■ **Objetivo declarado A**
Imprima do texto sobre o kintsugi tudo o que vai desde "Mal sabemos se" até "culturais, dentre outros.".
■ **Objetivo declarado B**
Prossiga com o texto sobre o kintsugi a partir de onde ele termina.

Kintsugi: A técnica japonesa de reparo é uma lição para nós, ocidentais. Quando uma porcelana porventura se parte, repara-se com ouro, e assim é assimilada uma nova peça, a partir de uma anterior. Como na arte, nada é realmente original, mas sim uma apreensão geral do meio e das técnicas diversas atreladas ás personalidades, o que o indivíduo faz é mesclar mais técnicas, experimentar, se expressar através de sua identidade única, e assim evocar objetos-respiros poéticos e subjetivos em materialidade.
Nós, fragmentados pela falta de tempo para poder nos conceber como um todo, diversas máscaras que exigem que sejamos um modelo de comportamento e personificação distinta, nossa atenção dividida em processos do presente, ansiedades no futuro e melancolias do passado, o excesso de informação e estímulo que abafa nossos ouvidos, mentes, olhos, corpos. Muitas vezes, com o excesso de labor e a venda de nossa força de trabalho surgem crises de identidade, momentos de despersonalização, ou de extrema apatia para com o meio e os que nos cercam.
Precisamos de disposição, atenção, cuidado para com nós mesmos para que posssamos, assim como com as peças de cerâmica, costurar nossos afetos, entrelaçar sonhos, entender as esferas dos desejos reprimidos e acatá-los como partes de nós, assim como entender nossas dores, traumas, e desconfortos. Esse ''conteúdo'' pode ser arranjado e rearranjado em narrativas proveitosas para o fluir dos processos psíquicos do sujeito, uma vez que ele se põe, ás vezes com a ajuda do analista/ psicólogo , agente de sua própria narrativa, que pode questionar a forma de apreensão de memória, e assim rearranjar sua estrutura conforme lhe for aprazível.
Mal sabemos se o pensamento que chega até nós em conversas frenéticas entre neurônios atordoados tem, em gênese, nossa intencionalidade como fim e matriz, ou se somente nos foi sugerido durante a última peça publicitária do Instagram, ou quaisquer outras ferramentas midiáticas. A questão para iniciarmos a indagação acerca do ser no mundo é: Como ''estar'' em uma sociedade em que o novo faz-se objeto de desejo, status, associação de meta a ser alcançada, enquanto corpos que naturalmente vão sendo exauridos por um sistema competitivo, acirrado, desgastante e desestimulante são descartados e/ou condenados a invisibilidade, em que suas proprias narrativas são deixadas de lado mediante produtos brilhantes, novos e interessantes? E não apenas estes corpos reificados, tornados objetos de apreciação e consumo, mas objetos, narrativas, mecanismos culturais, dentre outros.

[Registros de pontos rotulados]
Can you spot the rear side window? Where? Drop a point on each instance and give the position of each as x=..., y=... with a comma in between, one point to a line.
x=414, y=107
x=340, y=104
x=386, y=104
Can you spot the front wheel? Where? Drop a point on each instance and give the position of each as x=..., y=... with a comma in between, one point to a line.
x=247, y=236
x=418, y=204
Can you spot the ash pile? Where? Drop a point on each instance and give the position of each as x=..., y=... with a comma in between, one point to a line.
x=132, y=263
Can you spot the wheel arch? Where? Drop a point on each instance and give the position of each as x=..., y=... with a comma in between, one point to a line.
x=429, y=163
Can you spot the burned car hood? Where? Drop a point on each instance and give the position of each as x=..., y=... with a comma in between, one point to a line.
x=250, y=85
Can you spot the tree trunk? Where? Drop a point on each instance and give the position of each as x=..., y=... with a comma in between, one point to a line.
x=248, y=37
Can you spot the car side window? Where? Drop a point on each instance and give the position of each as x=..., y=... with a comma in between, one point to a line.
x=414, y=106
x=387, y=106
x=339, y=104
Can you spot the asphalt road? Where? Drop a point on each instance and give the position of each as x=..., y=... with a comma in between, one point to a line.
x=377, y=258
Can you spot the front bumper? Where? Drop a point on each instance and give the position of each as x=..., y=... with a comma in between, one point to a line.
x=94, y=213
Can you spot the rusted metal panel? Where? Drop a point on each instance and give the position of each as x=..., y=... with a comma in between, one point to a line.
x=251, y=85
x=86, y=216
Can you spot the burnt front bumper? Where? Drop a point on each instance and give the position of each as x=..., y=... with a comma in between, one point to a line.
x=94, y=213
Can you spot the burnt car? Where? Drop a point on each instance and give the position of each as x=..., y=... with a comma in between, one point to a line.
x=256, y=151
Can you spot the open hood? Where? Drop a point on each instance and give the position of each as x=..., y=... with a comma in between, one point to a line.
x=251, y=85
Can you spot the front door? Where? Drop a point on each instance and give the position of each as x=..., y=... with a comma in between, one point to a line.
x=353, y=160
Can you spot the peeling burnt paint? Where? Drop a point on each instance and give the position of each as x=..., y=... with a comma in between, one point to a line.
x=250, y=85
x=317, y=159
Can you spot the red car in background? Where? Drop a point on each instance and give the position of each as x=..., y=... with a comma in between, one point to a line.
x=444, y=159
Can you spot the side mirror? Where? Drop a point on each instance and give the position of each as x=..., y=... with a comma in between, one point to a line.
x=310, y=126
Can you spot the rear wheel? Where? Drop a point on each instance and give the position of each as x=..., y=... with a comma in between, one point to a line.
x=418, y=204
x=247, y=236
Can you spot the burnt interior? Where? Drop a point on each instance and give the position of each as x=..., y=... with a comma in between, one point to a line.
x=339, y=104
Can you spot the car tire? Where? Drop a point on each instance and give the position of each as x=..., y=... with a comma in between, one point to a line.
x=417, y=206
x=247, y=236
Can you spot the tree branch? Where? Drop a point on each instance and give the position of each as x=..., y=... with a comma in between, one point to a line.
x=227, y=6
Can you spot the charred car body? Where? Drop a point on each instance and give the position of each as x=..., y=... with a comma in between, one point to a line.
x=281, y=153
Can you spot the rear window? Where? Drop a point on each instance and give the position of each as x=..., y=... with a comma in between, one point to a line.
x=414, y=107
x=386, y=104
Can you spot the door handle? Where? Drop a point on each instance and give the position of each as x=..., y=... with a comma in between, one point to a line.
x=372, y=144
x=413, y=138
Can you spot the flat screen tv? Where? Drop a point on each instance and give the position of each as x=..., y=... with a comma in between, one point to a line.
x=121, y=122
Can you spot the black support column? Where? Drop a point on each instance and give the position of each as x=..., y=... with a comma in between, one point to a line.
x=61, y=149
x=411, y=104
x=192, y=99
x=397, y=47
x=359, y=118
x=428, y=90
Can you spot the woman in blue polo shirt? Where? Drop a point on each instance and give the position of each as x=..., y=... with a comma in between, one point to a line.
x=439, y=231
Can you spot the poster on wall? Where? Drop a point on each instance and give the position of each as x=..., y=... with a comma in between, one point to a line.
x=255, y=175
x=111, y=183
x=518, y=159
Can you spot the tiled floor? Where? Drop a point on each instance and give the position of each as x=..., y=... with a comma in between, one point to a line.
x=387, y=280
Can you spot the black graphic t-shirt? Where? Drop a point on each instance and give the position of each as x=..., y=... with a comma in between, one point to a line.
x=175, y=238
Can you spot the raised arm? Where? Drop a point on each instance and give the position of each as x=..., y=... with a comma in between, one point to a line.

■ **Resposta do exercício A**
Mal sabemos se o pensamento que chega até nós em conversas frenéticas entre neurônios atordoados tem, em gênese, nossa intencionalidade como fim e matriz, ou se somente nos foi sugerido durante a última peça publicitária do Instagram, ou quaisquer outras ferramentas midiáticas. A questão para iniciarmos a indagação acerca do ser no mundo é: Como ''estar'' em uma sociedade em que o novo faz-se objeto de desejo, status, associação de meta a ser alcançada, enquanto corpos que naturalmente vão sendo exauridos por um sistema competitivo, acirrado, desgastante e desestimulante são descartados e/ou condenados a invisibilidade, em que suas proprias narrativas são deixadas de lado mediante produtos brilhantes, novos e interessantes? E não apenas estes corpos reificados, tornados objetos de apreciação e consumo, mas objetos, narrativas, mecanismos culturais, dentre outros.

■ **Resposta do exercício B**
A priori, pensemos em nós como peças, como modos de estar no mundo, não o engessamento que o verbo intransitivo '''ser'' promove, mas uma sucessão de modos, em que o mais leve oscilar positivo pode fazer a diferença em uma semana, ou em que uma crítica breve pode nos abater e tardar a partir de nosso inconsciente. Que pensemos estas peças, como em xadrez, se movem através da seta da intencionalidade de discurso Lacaniana, que consigamos entender que até o mais vil agente na narrativa peculiar de um sujeito, o tão conhecido Outro, é peça principal de seu jogo de xadrez individual. Logo, todo indivíduo passa pela suscessão de vitórias e derrotas no percurso de sua existência, e é claro, uns com ''cheats'' do jogo, outros ''nerfados '' naturalmente pela vida.
A questão é: Todos, a partir de sua perspectiva, são bons, querem fazer o que denomina-se o bem, e talvez um dos mecanismos a serem trabalhados enquanto coletividade seja o diálogo, a conversa, a discussão acerca do que seria este ''bem'', uma vez que as mesmas podem ser as mais distintas: Assim, achando os pontos em comum, pode-se tecer uma ideia do que seria um convívio harmonioso, mesmo sabendo que, na prática, é muito mais complicado conseguir sequer baixar as barreiras de auto proteção para, então, acessar o Outro. Todos sofrem e têm cicatrizes, traumas difíceis de lidar, e é importante ressaltar o quanto essas partes precisam ser trabalhadas, que sejamos amparados e teçamos redes de afeto e diálogo para assim compartilharmos de vivências, daí a importância da arte, a expressão enquanto presença, enquanto escuta.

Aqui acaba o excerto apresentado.